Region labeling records
** Begin **

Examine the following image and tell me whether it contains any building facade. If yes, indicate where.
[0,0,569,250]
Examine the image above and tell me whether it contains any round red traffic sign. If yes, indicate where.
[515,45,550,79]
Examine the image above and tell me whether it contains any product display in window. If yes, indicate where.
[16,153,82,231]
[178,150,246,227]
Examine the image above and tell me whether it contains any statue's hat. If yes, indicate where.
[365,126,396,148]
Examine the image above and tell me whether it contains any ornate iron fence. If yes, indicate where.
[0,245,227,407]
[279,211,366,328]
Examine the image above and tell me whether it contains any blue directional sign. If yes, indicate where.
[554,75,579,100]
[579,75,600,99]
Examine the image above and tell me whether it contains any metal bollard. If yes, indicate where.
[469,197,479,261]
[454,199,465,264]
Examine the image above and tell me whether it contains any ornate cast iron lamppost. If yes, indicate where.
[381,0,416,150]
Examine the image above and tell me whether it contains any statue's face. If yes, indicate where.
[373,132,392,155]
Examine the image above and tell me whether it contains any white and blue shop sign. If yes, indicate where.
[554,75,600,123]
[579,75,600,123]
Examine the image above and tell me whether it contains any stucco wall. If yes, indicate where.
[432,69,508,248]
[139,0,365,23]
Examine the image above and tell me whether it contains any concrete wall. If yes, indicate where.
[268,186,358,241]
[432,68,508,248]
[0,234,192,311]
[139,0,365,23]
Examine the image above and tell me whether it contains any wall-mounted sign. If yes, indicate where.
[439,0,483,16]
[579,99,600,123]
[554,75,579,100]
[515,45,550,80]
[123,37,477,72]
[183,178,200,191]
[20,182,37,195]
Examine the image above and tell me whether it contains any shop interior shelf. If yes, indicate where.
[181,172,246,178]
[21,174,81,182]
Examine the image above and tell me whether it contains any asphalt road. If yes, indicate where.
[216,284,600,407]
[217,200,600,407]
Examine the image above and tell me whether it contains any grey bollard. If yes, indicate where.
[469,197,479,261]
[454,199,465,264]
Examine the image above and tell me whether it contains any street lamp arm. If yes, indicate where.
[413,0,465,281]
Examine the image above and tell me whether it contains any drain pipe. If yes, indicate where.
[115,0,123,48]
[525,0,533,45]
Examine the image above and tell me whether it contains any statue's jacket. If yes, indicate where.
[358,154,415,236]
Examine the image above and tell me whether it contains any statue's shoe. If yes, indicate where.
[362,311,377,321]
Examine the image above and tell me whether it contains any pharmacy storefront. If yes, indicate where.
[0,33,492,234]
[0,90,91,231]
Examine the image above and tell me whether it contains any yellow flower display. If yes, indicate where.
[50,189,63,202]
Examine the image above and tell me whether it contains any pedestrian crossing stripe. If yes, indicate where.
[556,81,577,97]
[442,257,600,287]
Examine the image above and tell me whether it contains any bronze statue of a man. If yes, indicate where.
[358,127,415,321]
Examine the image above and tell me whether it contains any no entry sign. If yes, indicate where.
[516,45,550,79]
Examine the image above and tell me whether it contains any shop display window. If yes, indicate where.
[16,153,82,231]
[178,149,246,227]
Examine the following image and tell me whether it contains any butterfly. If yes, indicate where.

** End **

[Exercise requirements] Return all of the lines above word for word, with nothing changed.

[Solution to this exercise]
Examine the following image and tell me whether it contains any building facade. If yes, indicate where.
[0,0,569,250]
Examine the image above and tell me whether it contains any round red traffic sign. If yes, indicate where.
[515,45,550,79]
Examine the image above and tell me whether it contains any product display in window. If yes, indicate where.
[16,153,82,231]
[178,150,246,227]
Examine the image above and tell me whether it contains any statue's hat. If yes, indicate where.
[365,126,396,148]
Examine the image above and tell me whether it contains any ornate iron fence. If yes, indicate where.
[0,245,227,407]
[279,211,366,328]
Examine the image above and tell me whether it contains any blue directional sign. If yes, indicate where.
[554,75,579,100]
[579,75,600,99]
Examine the image above and tell me whether it contains any metal bollard. If yes, indicate where.
[469,197,479,261]
[454,199,465,264]
Examine the image above and tell me whether it contains any ornate cast iron lamppost. If yes, indicate where.
[381,0,416,150]
Examine the image above and tell me whether it contains any statue's face. If yes, indicate where.
[373,132,392,155]
Examine the image above and tell me whether it contains any white and blue shop sign. If yes, indicate where.
[554,75,600,123]
[579,75,600,123]
Examine the image above and tell me whether it contains any stucco wall. If yes, indicate where.
[432,69,508,248]
[139,0,365,23]
Examine the image above and tell me whether it contains any concrete wall. If yes, indicate where.
[268,186,358,241]
[432,68,508,248]
[0,234,192,311]
[139,0,365,23]
Examine the image above and tell me whether it contains any wall-mounted sign. If yes, indicate where.
[439,0,483,16]
[579,99,600,123]
[554,75,579,100]
[515,45,550,80]
[123,37,477,72]
[183,178,200,191]
[20,182,37,195]
Examine the image above and tell me whether it contains any shop interior shelf. If yes, indicate where.
[181,172,246,178]
[21,174,81,182]
Examine the image above and tell me whether it contains any asphalt road. If yes, indicate where.
[216,284,600,407]
[217,200,600,407]
Examine the image above and tell me whether it contains any grey bollard. If yes, indicate where.
[469,197,479,261]
[454,199,465,264]
Examine the image above and tell me whether it contains any street lamp arm. If yes, indicate where.
[413,0,465,281]
Examine the image above and tell me whether it contains any drain pipe. If yes, indicate where.
[115,0,123,48]
[525,0,533,45]
Examine the image above and tell me whether it contains any statue's jacket. If yes, indicate where.
[358,154,415,236]
Examine the image above and tell me whether it contains any statue's shoe. If yes, indicate where.
[362,311,377,321]
Examine the image above and tell me whether it contains any pharmacy storefront. If yes, indicate where.
[0,33,492,234]
[0,90,91,231]
Examine the image above and tell me whether it contains any yellow flower display. If yes, indicate where.
[50,189,63,202]
Examine the image above and tell me whether it contains any pedestrian crossing stripe. If yes, indicate where.
[556,81,577,97]
[442,257,600,287]
Examine the image above and tell me whether it contains any bronze statue of a man. If yes, indicate where.
[358,127,415,321]
Examine the image above and tell me whether it contains any no entry sign. If yes, indicate where.
[516,45,550,79]
Examine the image above and tell me whether it contains any shop display window. If yes, indicate where.
[16,153,82,231]
[178,149,246,227]
Examine the following image and tell me whether it contains any butterfly. If yes, indicate where.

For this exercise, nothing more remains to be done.